[Begin Exercise data]

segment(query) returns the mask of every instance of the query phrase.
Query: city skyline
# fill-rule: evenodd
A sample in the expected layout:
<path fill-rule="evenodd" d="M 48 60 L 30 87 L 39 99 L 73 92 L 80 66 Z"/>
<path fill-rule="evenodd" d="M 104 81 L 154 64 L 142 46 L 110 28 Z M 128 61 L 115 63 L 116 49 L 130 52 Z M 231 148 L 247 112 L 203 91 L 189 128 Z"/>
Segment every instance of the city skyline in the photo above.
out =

[End Exercise data]

■ Exercise directions: Rewrite the data above with "each instance" substituted for each occurrence of "every instance", keeping everything else the same.

■ In response:
segment(query) returns the mask of each instance of the query phrase.
Query: city skyline
# fill-rule: evenodd
A sample in the expected layout:
<path fill-rule="evenodd" d="M 48 60 L 30 87 L 39 99 L 73 92 L 80 66 Z"/>
<path fill-rule="evenodd" d="M 104 81 L 154 64 L 142 46 L 110 28 Z M 128 61 L 115 63 L 116 49 L 130 52 Z M 231 148 L 247 112 L 203 91 L 189 128 Z"/>
Segment each instance of the city skyline in the photo above.
out =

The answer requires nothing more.